- WORK INSTRUCTIONS -
Please output the lines shown below exactly as they appear.

- - - -

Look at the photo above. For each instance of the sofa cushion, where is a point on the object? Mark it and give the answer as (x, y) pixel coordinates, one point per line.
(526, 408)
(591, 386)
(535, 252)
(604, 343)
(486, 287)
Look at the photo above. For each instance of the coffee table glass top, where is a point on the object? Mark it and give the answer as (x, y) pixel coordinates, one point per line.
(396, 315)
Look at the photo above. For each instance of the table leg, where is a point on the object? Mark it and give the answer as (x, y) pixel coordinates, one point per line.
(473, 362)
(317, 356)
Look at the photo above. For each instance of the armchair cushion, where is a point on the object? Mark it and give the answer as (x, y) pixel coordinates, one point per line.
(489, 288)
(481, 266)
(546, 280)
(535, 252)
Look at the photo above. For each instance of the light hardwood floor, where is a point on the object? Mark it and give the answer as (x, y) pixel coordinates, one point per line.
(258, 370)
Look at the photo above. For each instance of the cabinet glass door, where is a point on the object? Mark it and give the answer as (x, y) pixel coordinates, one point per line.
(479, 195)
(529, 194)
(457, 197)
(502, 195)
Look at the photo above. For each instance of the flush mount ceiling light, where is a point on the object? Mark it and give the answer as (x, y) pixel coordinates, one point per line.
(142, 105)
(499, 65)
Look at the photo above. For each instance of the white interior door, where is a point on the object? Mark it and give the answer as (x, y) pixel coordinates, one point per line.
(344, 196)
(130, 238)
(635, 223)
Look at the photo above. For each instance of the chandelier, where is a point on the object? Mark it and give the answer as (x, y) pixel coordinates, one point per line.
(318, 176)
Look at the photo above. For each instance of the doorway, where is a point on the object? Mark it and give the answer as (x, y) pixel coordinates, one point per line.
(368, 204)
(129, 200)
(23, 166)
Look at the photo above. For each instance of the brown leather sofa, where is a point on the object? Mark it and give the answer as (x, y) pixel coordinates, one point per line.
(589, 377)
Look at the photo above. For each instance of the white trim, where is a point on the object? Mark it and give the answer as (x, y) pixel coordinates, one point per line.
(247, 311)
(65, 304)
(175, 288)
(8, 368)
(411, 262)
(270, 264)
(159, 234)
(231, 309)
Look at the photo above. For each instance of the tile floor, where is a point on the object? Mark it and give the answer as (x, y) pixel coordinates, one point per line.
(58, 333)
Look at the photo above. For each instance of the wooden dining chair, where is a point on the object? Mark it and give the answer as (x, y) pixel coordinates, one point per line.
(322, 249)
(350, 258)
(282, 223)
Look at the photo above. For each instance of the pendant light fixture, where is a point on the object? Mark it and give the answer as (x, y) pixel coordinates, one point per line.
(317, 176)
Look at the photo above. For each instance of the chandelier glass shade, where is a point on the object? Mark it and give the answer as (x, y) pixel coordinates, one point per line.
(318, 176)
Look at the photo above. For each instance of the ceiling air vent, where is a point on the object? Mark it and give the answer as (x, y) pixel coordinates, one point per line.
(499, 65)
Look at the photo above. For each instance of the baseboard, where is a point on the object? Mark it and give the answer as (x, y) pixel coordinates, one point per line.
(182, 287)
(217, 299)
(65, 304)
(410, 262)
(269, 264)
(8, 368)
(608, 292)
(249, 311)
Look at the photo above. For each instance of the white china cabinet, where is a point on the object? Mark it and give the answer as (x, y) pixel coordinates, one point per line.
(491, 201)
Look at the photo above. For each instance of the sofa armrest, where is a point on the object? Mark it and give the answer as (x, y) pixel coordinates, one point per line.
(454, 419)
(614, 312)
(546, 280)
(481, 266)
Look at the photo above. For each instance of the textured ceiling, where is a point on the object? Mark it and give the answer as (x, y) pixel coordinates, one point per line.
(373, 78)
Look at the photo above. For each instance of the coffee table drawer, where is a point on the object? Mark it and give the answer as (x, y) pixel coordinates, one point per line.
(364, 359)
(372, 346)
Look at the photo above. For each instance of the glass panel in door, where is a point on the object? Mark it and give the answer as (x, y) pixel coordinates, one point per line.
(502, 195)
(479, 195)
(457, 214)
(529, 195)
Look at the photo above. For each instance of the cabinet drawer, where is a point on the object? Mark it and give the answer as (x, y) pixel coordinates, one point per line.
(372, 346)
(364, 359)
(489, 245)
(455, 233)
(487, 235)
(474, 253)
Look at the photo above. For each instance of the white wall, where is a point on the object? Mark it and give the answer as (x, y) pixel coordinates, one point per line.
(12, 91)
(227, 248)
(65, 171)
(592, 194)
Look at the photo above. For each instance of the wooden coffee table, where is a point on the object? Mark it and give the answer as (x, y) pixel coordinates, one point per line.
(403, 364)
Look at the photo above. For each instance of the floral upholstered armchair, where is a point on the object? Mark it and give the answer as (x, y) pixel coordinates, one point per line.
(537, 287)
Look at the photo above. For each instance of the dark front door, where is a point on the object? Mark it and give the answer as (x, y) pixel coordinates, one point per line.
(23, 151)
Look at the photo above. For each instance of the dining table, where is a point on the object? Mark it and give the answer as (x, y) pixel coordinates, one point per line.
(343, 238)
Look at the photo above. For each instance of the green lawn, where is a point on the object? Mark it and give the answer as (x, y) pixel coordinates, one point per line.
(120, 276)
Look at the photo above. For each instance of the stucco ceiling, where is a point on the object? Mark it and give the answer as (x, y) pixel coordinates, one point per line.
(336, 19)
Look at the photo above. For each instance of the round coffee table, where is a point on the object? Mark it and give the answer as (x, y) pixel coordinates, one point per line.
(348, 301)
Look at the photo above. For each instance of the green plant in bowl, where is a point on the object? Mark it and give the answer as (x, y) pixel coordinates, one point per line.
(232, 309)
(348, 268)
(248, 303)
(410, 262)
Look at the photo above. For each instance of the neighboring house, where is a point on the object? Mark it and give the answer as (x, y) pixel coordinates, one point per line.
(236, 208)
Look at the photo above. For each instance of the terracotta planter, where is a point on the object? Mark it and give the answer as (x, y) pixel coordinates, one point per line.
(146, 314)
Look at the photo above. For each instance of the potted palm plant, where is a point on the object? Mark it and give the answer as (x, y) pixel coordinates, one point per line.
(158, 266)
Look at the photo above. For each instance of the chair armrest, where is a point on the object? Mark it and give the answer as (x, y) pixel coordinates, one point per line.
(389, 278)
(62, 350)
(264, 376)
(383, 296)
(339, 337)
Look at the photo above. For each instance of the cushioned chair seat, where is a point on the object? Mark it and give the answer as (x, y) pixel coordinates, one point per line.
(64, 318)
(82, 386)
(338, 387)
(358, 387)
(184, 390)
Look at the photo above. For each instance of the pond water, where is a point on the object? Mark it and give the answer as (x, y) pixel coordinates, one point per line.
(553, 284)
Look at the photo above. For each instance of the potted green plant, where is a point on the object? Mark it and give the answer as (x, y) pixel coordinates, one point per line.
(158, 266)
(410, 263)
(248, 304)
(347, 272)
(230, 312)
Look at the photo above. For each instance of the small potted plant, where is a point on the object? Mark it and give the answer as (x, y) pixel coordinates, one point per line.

- - - -

- EXERCISE ANSWER -
Look at the photo above. For each instance of the sofa cushion, where is a point on the object? Mark it and give the answer as (x, y) pixel coordinates, one point per line.
(526, 408)
(591, 386)
(535, 252)
(604, 343)
(486, 287)
Look at the photo above. For each instance of the coffee table glass top, where is a point on the object? Mark it and give the answer as (x, y) pixel coordinates, one point per line.
(396, 315)
Look at the photo above. For each instance of the table leg, where is a point on the object? Mark it and give the answer as (x, y) pixel coordinates, one point per line.
(473, 362)
(317, 356)
Look at the photo above. For each instance of the armchair cushion, where is a point on the object? Mark it and give the answer as (x, y) pixel coordinates, one point per line.
(489, 288)
(481, 266)
(546, 280)
(535, 252)
Look at the photo above. For each instance of the light hardwood floor, where is a point on the object? Mark it and give the answer as (x, y) pixel coordinates, one point per line.
(258, 370)
Look at the photo above. For each instance of the cabinet glass door, where is a point on the object? Mark it and give the answer as (x, y) pixel coordinates, one point per line.
(479, 195)
(529, 194)
(457, 197)
(502, 195)
Look at the photo above. For each instance of the flush mount ceiling light, where is a point on the object? Mark it and give the answer as (x, y) pixel coordinates, one point per line.
(142, 105)
(499, 65)
Look at the photo above. For each instance of the white interior door, where is a point on the object? Mark it and give the answer as (x, y) pixel coordinates, one point per line.
(344, 196)
(130, 238)
(635, 223)
Look at the photo above. For each instance of the chandelier, where is a point on the object? Mark it and give the answer as (x, y) pixel coordinates, one point per line.
(318, 176)
Look at the photo above. For each instance of the doorway, where is a point on the object? Mark it and give the answer as (x, y) pixel coordinates, one point per line.
(368, 204)
(129, 200)
(23, 166)
Look at the photo above. For each instance of the brown leather sofa, where is a point on the object? Mark it and give the answer as (x, y) pixel coordinates, one point per line.
(589, 377)
Look at the photo above. For each instance of the white trim, where is a point on the object? Mark it and give the answer as (x, y) pixel coordinates, one point per line.
(247, 311)
(65, 304)
(175, 288)
(8, 368)
(411, 262)
(270, 264)
(159, 234)
(231, 309)
Look at the photo above. For each instance of the tile floor, where is a point on the object? Mark it and give the answer as (x, y) pixel coordinates, one point per line.
(58, 333)
Look at the photo above. For each instance of the wooden dining chair, where is a point on the object? Mark it and give the answer as (x, y) pixel coordinates, one point per line.
(322, 249)
(350, 258)
(282, 223)
Look at the photo above. For each instance of the pendant light fixture, where is a point on the object? Mark it and give the answer as (x, y) pixel coordinates, one point per line.
(317, 176)
Look at the photo above. For each instance of the chandelier glass shade, where is a point on the object? Mark it and give the answer as (x, y) pixel coordinates, one point per line.
(318, 176)
Look at the photo above. For each instance of the ceiling air vent, where is a point on the object? Mark it and give the answer as (x, y) pixel coordinates, one point per line.
(499, 65)
Look at the photo above. For each instance of the baseboard, where is a point on the object? Mark it and give the answer as (x, y) pixel coordinates, one point per line.
(182, 287)
(217, 299)
(65, 304)
(410, 262)
(269, 264)
(8, 368)
(608, 292)
(249, 311)
Look at the photo above. For each instance of the white china cabinet, where is a point on the object? Mark it and give the answer as (x, y) pixel coordinates, one point per line.
(491, 201)
Look at the photo above. For each instance of the sofa armrest, where is a point on the object? Mark it and give the answer as (x, y) pixel coordinates, one point per line.
(454, 419)
(614, 312)
(546, 280)
(481, 266)
Look at the photo above. For each instance of the textured ceiling, where is a point on the object? Mark it and give the answer as (x, y) pixel coordinates, one point per line.
(373, 78)
Look at the photo above. For each instance of the coffee table drawer, where is a point on the object? Mark it and give the answer as (x, y) pixel coordinates, one point per line.
(364, 359)
(372, 346)
Look at the photo above. For each instance of the glass panel in door, where is a point on the object? Mark it and give the answer as (x, y) pixel coordinates, one point per line.
(502, 195)
(479, 195)
(457, 214)
(529, 195)
Look at the photo above. For each instance of the cabinet drawer, where is a point on the object? Mark it and give the answer as (x, y) pixel coordinates, one point per line.
(372, 346)
(364, 359)
(489, 245)
(455, 233)
(487, 235)
(474, 253)
Look at the photo above. For each instance of the white wall, where is a point on the object? Mark it and give the answer as (x, y) pixel coordinates, one point per line.
(12, 91)
(227, 248)
(65, 171)
(592, 194)
Look at the photo above. For each instance of the wooden coffee table, where is a point on the object? Mark it and give the answer as (x, y) pixel coordinates, one point per line.
(403, 364)
Look at the photo above. For each instance of the floral upholstered armchair, where is a point on the object? Mark it and give the answer as (x, y) pixel coordinates, one point per line.
(537, 287)
Look at the photo above. For each instance of the dark front door, where is a point on the object? Mark it and give the answer as (x, y) pixel coordinates, one point per line.
(23, 151)
Look at the photo above. For each instance of the dining table, where is a point on the object? Mark it and give the answer as (x, y) pixel coordinates, one point per line.
(343, 238)
Look at the photo above. For each instance of the green lawn, where is a point on the object? Mark it and give the answer as (x, y) pixel coordinates, one point per line.
(120, 276)
Look at the photo above. For each instance of the stucco ceiling, where is a point on the object? Mark it and give the answer as (x, y) pixel coordinates, one point per line.
(336, 19)
Look at the photo above. For each instance of the round coffee table, where is a point on the object? Mark it and give the answer as (x, y) pixel coordinates, one point per line.
(348, 301)
Look at the photo above. For each instance of the green plant in bowl, where is a point on the object? Mark it and give the answer as (x, y) pixel coordinates, one point per line.
(232, 309)
(348, 268)
(248, 303)
(410, 262)
Look at the photo above. For each instance of the neighboring house, where is a point on the object? Mark it and give the answer as (x, y) pixel coordinates, one point per line.
(236, 208)
Look at the photo above. For each instance of the terracotta planter, where is a point on the object? Mark it and give the answer as (x, y) pixel coordinates, one point per line.
(146, 314)
Look at the photo above. For each instance of the potted palm plant, where is a point on the object? Mark it and give the answer as (x, y) pixel coordinates, one point per line.
(158, 266)
Look at the photo above. For each instance of the chair armrest, where is a point on the object? Mark it and give the answer as (x, y) pixel coordinates, one point per line.
(389, 278)
(62, 350)
(264, 376)
(383, 296)
(339, 337)
Look at the photo above. For each instance of the cushioned chair seat, where is a point on the object? Mark it and give the answer as (x, y) pixel coordinates, one point per line.
(64, 318)
(82, 386)
(338, 387)
(358, 387)
(184, 390)
Look at the photo above. For each instance of the pond water, where is a point on the object? Mark it and give the answer as (x, y) pixel coordinates, one point per line.
(553, 284)
Look at the photo above. For each instance of the potted green plant, where is a point on the object? Mark it and give the answer as (x, y) pixel coordinates, one point per line.
(158, 266)
(410, 263)
(248, 304)
(347, 272)
(230, 312)
Look at the photo above. For each instance of the small potted plant, where is a point on the object? Mark it and give the answer as (x, y) pixel coordinates, one point per line.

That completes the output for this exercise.